■ Extract provided
────────────────────────────────────────

The combination of methotrexate and tumor necrosis factor (TNF) inhibitors have been the gold standard for inducing remission in patients with rheumatoid arthritis. But this combination does not always work. This article provides information on alternatives.
Rheumatoid arthritis (RA) is the most common inflammatory form of arthritis and affects more than 2 million Americans.
It is a chronic, progressive, autoimmune disease that causes both joint damage as well as harm to internal organs.
While biologic drugs, first introduced about 17 years ago have been a boon for RA sufferers, not everyone responds. Some people have no amelioration of their symptoms (primary non response) and others lose their response over time (secondary non response). And others develop side effects or frequent infections that limit the usefulness of biologic therapy.
Fortunately, there are alternatives.
The first is tocilizumab (Actmera). This is a medicine that blocks the effects of interleukin 6, a protein that plays a pivotal role in the progress of RA. This drug is a good option for those patients who fail TNF therapy. Unlike the many TNF inhibitors, Actemra can only be given intravenously as of this writing … but a subcutaneous form is in the works.
Another option is abatacept (Orencia.) This blocks the activation of T cells which are cells that also play an important role in chronic inflammation. Orencia is also given intravenously … but like Actemra, a subcutaneous form is available.
Another second line biologic is rituximab (Rituxan). This is a drug that depletes B cells, another pivotal player in the RA process.
As one might imagine, tinkering with the immune system has its downsides and the number of potential side effects associated with biologics is prodigious. However, in experienced hands, in other words, in the hands of an arthritis expert, the likelihood of a significant problem can usually either be avoided or at least recognized. Nonetheless, these drugs do carry potential risks that should be explained to the patient and risk versus benefit needs to be discussed.
Some people have advocated combining biologics with different modes of action to see if better control can be achieved. Unfortunately, it appears this strategy does not work. One study used a combination of a TNF inhibitor along with Orencia. No improvement in symptoms and signs of disease were seen. What was not noticed was an increased incidence of side effects.
Newer drugs that target different proteins and cells are constantly being evaluated. Inhibitors of a chemical messenger called tyrosine kinase have been evaluated. One such drug, a JAK kinase inhibitor, appears promising. The drug, tofacitinib, has looked promising in clinical trials. The advantage of this group of medicines is that they are oral.
Other companies are also exploring this pathway and developing competitiveness products.
The ultimate goal, of course, is remission!

────────────────────────────────────────

■ Raw data
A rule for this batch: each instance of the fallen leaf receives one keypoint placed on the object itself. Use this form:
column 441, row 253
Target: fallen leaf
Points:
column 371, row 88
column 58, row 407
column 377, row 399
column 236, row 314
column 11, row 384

────────────────────────────────────────

■ Exercises to complete
a: List every drug that the rheumatoid arthritis article names by its generic name.
b: Answer these questions from the rheumatoid arthritis article:
(i) How many Americans does rheumatoid arthritis affect?
(ii) What does rituximab do?
(iii) What is the advantage of the group of medicines that includes tofacitinib?
c: In one to three sentences, explain why the rheumatoid arthritis article says alternatives are needed even though biologic drugs have helped people with the disease.

■ Solutions to the exercise
a: methotrexate, tocilizumab, abatacept, rituximab, tofacitinib

b:
(i) More than 2 million.
(ii) It depletes B cells.
(iii) They are oral.

c: Not everyone responds to biologic drugs. Some people have no improvement in their symptoms (primary non response), and others lose their response over time (secondary non response). Others develop side effects or frequent infections that limit the usefulness of biologic therapy.